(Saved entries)
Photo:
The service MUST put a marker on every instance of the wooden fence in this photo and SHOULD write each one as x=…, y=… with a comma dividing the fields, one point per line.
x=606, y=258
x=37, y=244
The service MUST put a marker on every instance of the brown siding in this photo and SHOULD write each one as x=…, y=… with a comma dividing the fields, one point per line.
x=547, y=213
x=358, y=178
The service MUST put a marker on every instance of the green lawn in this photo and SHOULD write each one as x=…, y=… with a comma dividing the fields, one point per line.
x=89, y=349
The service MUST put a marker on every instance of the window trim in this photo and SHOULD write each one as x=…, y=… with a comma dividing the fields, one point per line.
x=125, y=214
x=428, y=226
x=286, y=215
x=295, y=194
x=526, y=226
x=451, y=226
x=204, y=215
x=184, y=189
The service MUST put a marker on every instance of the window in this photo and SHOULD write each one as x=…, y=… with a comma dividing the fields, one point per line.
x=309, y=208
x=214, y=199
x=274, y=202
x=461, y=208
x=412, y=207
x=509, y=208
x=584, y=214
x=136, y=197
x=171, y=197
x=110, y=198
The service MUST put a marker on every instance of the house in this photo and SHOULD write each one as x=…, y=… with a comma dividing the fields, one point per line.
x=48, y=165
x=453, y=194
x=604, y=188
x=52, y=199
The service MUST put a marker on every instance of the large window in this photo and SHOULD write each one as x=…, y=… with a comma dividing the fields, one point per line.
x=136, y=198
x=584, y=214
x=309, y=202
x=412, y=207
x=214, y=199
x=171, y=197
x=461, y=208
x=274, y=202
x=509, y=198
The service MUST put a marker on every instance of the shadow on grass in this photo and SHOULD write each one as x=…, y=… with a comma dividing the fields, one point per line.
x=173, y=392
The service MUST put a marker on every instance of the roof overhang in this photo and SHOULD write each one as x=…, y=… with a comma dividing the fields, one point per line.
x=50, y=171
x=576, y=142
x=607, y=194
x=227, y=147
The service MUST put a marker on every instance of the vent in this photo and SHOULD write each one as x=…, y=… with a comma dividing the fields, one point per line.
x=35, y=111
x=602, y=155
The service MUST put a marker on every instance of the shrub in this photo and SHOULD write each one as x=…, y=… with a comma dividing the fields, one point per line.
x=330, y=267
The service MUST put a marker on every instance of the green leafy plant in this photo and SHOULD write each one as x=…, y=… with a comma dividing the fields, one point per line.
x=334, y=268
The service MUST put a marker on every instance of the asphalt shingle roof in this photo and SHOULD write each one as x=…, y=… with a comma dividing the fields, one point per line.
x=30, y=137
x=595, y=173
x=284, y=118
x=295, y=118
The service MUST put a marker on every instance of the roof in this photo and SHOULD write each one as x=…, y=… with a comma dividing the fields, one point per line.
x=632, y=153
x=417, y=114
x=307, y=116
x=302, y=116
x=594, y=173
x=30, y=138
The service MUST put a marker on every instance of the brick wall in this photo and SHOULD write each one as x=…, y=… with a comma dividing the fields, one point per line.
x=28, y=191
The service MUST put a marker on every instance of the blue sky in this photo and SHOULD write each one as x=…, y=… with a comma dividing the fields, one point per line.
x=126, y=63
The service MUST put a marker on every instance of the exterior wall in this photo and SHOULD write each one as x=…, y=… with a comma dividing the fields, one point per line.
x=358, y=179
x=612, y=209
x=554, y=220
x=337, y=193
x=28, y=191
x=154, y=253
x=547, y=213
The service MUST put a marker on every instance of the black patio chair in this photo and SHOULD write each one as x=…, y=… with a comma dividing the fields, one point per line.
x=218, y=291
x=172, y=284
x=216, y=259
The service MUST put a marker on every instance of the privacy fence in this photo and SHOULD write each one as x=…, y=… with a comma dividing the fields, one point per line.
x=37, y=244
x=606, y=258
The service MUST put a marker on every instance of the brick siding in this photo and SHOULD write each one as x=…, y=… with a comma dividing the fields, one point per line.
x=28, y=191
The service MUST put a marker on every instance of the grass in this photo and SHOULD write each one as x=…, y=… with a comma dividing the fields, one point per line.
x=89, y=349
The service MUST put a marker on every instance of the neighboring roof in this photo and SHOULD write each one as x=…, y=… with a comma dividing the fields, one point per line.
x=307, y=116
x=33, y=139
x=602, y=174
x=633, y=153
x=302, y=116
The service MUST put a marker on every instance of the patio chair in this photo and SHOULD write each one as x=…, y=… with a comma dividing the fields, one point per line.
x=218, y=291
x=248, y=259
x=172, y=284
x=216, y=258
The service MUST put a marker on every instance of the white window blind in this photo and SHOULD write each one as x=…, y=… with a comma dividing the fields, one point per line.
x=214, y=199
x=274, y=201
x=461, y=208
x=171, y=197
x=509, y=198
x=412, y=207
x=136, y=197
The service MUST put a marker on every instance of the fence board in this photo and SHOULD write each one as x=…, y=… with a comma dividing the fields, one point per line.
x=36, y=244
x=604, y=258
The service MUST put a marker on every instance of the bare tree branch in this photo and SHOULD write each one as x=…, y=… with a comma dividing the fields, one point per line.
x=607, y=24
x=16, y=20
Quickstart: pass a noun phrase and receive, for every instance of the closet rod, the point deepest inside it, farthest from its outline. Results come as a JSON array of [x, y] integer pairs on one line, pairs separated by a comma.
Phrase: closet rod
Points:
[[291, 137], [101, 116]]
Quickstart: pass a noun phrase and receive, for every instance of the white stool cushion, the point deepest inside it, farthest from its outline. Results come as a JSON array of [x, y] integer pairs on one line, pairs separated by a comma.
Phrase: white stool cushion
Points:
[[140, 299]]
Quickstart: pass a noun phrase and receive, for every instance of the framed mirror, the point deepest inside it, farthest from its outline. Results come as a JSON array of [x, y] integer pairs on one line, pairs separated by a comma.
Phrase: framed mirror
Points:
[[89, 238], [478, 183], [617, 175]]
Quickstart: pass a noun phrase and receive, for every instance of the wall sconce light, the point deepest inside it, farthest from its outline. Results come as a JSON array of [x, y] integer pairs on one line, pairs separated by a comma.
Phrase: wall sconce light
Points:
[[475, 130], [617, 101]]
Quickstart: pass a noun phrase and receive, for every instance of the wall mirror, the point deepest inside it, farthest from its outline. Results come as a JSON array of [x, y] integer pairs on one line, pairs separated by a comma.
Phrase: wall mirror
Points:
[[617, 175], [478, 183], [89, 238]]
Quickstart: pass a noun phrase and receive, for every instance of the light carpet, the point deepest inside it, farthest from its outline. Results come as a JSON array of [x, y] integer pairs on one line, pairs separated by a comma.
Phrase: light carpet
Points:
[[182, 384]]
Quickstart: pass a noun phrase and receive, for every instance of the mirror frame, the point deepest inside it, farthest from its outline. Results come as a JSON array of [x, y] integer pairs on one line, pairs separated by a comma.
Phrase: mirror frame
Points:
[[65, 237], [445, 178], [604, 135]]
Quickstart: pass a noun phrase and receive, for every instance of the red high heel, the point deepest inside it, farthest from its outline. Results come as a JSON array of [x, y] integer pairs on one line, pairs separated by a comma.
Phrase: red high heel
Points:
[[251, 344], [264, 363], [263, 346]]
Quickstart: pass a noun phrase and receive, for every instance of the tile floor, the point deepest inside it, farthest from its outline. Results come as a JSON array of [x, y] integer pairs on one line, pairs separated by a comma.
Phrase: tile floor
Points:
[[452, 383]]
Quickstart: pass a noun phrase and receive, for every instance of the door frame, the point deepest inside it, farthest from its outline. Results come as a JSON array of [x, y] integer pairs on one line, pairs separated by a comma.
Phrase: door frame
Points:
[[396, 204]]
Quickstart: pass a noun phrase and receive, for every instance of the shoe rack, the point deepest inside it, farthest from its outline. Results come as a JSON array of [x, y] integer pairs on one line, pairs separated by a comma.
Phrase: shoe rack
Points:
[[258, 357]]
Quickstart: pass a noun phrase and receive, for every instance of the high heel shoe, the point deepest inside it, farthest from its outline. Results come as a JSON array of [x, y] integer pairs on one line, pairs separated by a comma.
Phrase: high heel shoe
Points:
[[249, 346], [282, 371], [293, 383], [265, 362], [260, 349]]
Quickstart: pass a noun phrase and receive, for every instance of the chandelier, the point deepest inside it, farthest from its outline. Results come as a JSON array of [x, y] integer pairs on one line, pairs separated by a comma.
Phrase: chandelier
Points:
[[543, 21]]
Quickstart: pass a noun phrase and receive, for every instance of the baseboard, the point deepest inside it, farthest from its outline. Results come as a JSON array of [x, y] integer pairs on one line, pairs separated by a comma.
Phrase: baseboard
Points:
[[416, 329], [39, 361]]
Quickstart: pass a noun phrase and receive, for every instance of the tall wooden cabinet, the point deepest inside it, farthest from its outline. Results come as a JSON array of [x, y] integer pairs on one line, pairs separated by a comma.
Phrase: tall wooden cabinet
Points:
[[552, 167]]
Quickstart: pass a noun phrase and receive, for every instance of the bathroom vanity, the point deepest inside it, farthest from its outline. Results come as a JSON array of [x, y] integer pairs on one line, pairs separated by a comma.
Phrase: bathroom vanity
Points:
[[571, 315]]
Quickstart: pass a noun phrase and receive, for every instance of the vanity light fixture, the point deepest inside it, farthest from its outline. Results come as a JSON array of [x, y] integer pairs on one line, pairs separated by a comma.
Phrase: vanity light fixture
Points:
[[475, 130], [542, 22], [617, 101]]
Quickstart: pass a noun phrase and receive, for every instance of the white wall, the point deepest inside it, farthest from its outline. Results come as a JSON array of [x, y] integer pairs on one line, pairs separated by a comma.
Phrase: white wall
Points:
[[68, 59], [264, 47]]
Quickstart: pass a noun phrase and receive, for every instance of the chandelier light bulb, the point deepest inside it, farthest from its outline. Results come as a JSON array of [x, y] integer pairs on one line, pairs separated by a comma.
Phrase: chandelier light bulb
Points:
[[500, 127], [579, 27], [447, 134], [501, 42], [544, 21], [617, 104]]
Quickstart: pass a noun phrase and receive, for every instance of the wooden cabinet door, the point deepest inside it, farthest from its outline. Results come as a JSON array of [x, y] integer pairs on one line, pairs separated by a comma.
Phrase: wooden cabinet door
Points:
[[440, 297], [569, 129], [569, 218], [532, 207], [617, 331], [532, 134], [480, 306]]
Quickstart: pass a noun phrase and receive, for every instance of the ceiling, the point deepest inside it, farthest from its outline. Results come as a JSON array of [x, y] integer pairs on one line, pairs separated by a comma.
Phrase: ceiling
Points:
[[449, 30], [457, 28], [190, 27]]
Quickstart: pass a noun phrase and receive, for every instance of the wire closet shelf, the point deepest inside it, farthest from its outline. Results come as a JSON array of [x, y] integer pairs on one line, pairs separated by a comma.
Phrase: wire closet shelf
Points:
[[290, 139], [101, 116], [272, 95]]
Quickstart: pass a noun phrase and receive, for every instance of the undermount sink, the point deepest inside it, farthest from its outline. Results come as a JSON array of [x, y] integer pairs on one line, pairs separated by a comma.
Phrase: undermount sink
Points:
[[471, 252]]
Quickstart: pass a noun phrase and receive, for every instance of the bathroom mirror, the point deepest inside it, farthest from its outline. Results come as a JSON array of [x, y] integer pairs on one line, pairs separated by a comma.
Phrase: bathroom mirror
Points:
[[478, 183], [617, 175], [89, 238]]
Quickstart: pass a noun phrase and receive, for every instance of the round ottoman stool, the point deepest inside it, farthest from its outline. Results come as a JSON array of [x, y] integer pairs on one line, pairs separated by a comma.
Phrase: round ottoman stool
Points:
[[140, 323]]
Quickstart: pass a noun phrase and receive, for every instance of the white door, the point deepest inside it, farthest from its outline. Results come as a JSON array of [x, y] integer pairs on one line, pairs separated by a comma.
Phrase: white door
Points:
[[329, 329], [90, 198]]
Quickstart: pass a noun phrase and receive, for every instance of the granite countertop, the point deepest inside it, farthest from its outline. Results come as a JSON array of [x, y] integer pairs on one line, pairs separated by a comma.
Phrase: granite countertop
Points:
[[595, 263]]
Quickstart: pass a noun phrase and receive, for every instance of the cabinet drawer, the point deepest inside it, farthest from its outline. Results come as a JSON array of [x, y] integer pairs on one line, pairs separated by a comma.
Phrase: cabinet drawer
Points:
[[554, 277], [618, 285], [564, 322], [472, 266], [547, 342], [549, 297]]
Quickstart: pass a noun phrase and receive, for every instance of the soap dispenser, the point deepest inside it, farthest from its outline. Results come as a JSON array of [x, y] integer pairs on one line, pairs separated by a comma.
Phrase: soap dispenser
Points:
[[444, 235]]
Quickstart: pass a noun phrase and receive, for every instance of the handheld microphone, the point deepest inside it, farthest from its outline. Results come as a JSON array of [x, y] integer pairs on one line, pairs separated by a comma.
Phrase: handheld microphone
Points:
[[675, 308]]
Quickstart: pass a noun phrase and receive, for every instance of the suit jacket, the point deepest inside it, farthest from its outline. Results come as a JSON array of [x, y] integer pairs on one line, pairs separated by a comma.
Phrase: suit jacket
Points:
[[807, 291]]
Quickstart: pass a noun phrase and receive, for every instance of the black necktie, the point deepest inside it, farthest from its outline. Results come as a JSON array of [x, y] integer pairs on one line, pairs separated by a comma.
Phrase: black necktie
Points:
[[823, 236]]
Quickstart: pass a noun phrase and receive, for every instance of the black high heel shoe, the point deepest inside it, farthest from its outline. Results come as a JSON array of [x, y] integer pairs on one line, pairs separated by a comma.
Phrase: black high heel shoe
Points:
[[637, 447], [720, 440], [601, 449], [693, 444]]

→ **What the task asks**: Take the line that contains "black necktie, the" and every line after it through the end of the listing above, and repeat them exactly.

→ **Exercise output**:
Quickstart: pass a noun phrase and receive, for every instance of the black necktie, the point deepest inside it, farthest from its outline. Results come as a JSON array of [x, y] integer pairs on one line, pairs separated by a comma.
Phrase: black necktie
Points:
[[823, 236]]
Quickstart: pass a noun phrase and receive, for every instance of the black high heel shoe, the point deepest inside it, farthest from its outline. Results come as a JSON array of [x, y] integer pairs on one line, pairs separated by a comma.
Phrase: black high heel shoe
Points:
[[637, 447], [720, 440], [601, 449], [693, 444]]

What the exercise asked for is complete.